## Passage provided
San Diego Union-Tribune (Sunday)
• New York, Massachusetts introduce more restrictions for visitors.
As the Northeast fights a new surge of coronavirus cases, Massachusetts and New York are revising quarantine rules for travelers.
New York is scrapping its list that required residents of most states to quarantine for 14 days upon arrival in New York and instead, Gov. Andrew Cuomo said Saturday, travelers from all non-neighboring states must test negative twice for COVID-19 before they may stop quarantining.
First, they must test negative for COVID-19 within three days before arriving in New York.
Once in New York, they will have to quarantine for three days and then take a second test. If that’s negative, they do not have to continue to quarantine for a total of 14 days.
Travelers who decide not to get tested will be required to quarantine for 14 days, the governor said.
Massachusetts, meanwhile, is reinstating quarantine rules for travelers who visit the state from Connecticut and New Jersey.
Visitors from the two states will be required to quarantine for two weeks or have proof of a negative COVID-19 test, Boston.com reported.
The Massachusetts Department of Public Health tweeted that the new rules were to go into effect on Saturday. The two states are removed from the Massachusetts “lower risk state list,” the department tweeted.

## Excerpted data
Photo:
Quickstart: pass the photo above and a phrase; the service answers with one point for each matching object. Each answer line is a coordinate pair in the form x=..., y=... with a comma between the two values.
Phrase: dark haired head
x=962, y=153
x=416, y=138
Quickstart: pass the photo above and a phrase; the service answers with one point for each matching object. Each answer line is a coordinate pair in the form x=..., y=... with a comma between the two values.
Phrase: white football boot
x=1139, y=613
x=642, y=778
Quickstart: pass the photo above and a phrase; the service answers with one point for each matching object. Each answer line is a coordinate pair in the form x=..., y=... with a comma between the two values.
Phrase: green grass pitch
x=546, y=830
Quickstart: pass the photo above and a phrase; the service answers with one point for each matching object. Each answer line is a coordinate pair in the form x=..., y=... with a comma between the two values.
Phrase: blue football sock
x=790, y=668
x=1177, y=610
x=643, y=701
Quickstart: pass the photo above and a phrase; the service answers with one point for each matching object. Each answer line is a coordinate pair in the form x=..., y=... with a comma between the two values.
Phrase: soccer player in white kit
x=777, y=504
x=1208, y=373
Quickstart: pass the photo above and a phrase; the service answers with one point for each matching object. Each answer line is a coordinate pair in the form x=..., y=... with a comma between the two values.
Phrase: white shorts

## Problem
Resume the news article on New York and Massachusetts quarantine rules for travelers, starting after its final sentence. The data has no connection to the news article on travel quarantine rules.

## Result
Failure to comply with the rules could result in a $500 fine per day, state officials said. The lower risk state list includes all of the other New England states, except Rhode Island. It also includes New York, Washington, California, Hawaii and the District of Columbia.
Elsewhere, Maine’s spike in coronavirus cases continued with the rolling average of new daily cases more than doubling since last week from below 30 per day to more than 67 by Oct. 30.
The Maine Department of Health and Human Services also reported an additional death Saturday.
Maine has one of the lowest incidences of the disease in the country, but cases have grown in recent days. The state has reported more than 80 new cases of the virus a day for several days after having not even approached those numbers since May.
The state has had 6,668 cases and 147 deaths, the health department reported.
“We are nearing a phase of exponential growth, if we haven’t entered it already,” Maine Center for Disease Control and Prevention Director Dr. Nirav Shah tweeted.